Source information START
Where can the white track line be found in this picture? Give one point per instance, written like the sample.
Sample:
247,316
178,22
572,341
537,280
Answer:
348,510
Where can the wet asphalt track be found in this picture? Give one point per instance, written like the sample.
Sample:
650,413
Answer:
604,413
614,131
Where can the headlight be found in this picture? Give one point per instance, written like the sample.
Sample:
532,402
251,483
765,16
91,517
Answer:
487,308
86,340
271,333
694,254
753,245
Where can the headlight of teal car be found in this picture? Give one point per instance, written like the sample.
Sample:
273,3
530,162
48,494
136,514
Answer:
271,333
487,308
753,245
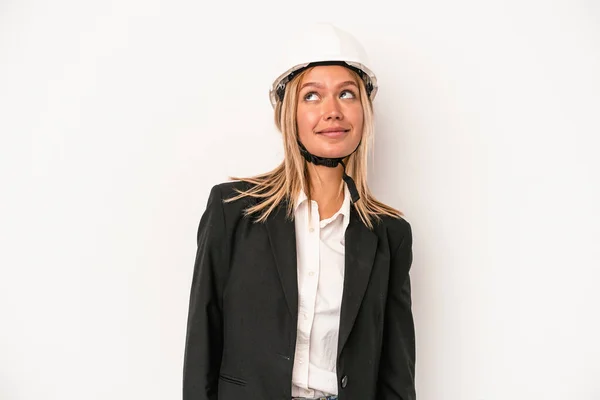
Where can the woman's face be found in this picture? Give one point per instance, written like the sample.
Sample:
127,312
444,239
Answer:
329,113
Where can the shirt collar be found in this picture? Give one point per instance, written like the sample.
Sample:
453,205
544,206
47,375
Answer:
344,209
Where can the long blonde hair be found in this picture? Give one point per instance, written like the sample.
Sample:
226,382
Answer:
287,180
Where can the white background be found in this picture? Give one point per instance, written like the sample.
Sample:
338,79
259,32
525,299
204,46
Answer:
117,117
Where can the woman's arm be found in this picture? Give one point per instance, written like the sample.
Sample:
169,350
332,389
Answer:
204,340
397,365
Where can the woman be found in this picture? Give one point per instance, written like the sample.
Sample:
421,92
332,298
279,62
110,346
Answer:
301,282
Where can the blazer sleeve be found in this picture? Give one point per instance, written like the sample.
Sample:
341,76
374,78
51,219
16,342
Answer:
204,337
397,363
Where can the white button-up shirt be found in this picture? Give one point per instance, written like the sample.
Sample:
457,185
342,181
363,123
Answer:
320,260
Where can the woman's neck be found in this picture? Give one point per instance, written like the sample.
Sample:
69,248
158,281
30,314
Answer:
325,188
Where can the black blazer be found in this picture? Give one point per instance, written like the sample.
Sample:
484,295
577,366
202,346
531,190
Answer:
241,330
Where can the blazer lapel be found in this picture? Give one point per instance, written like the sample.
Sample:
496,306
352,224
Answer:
282,237
360,249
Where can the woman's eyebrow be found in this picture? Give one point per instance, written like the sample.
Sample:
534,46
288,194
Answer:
320,85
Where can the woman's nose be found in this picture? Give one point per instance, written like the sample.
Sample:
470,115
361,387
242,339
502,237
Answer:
332,110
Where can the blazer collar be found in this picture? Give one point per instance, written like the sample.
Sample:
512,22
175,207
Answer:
360,250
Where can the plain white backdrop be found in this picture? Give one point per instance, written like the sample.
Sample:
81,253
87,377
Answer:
117,117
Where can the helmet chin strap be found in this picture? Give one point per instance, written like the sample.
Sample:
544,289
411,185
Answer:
332,163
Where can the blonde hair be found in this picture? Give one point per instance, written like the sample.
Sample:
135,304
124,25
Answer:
287,180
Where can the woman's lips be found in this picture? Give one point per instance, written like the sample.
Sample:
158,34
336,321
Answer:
334,134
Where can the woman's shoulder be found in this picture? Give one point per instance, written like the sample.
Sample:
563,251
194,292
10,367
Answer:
397,229
230,189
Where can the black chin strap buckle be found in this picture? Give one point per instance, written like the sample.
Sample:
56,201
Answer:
332,163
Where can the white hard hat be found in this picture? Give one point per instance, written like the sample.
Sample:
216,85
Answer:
323,43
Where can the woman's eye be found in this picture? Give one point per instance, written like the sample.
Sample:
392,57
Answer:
348,94
310,96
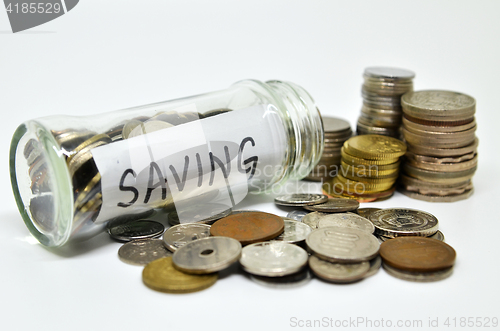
Source information END
What the task requires: Retype, exactly and only, the lines from the one containing "Where can the black chin" through the end of the entries, both ends included, and omit all pictures.

Result below:
Where can the black chin strap buckle be found in this picture? Give one point per instance, written like the sample.
Sample:
56,201
Answer:
332,163
Where can the white hard hat be found in this picture? Give one point per instance, written like the sample.
Sample:
216,85
Answer:
323,43
Where can the woman's eye be found in this picture? Give one point per instance, written like the sample.
Sample:
392,57
Answer:
348,94
310,96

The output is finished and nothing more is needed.